— Begin ENTRIES PROVIDED —
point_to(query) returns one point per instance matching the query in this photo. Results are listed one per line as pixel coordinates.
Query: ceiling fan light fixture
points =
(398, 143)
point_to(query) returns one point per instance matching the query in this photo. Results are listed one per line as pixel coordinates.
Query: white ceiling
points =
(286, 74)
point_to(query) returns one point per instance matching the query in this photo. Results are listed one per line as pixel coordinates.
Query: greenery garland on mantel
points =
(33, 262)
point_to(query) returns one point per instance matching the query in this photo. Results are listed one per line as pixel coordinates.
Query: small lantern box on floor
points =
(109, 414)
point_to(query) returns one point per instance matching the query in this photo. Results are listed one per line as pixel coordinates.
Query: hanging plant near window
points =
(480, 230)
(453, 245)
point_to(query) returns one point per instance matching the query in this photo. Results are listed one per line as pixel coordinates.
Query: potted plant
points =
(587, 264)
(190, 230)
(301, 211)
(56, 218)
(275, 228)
— End ENTRIES PROVIDED —
> [WORK TO COMPLETE]:
Transcribe the data. Leave every line exactly as it is.

> [RESPONSE BELOW]:
point_to(query) returns one point per instance matching the query in this photo. Results are listed one per line as pixel coordinates.
Query: ceiling fan light fixture
points =
(398, 143)
point_to(query) returns one point per instance matching the query in this photo. Results are listed one per line as pixel coordinates.
Query: white ceiling
points =
(286, 74)
point_to(query) returns one point per instance matching the query in this photo. Results are listed one per line as pixel coordinates.
Query: greenery garland on mantel
points =
(33, 262)
point_to(query) returns one point per instance matching the query in this photo. Results are listed one per line as pixel coordinates.
Query: small lantern box on floor
points =
(109, 414)
point_to(query) returns one point per instance matching the query in this photo. Results are listed one per line as pixel coordinates.
Query: hanging plant near window
points =
(480, 230)
(453, 245)
point_to(query) returns one point per instance matching the query in this photo. Results are listed one per line as pixel coordinates.
Query: potted plant
points =
(587, 264)
(190, 230)
(301, 211)
(56, 218)
(275, 228)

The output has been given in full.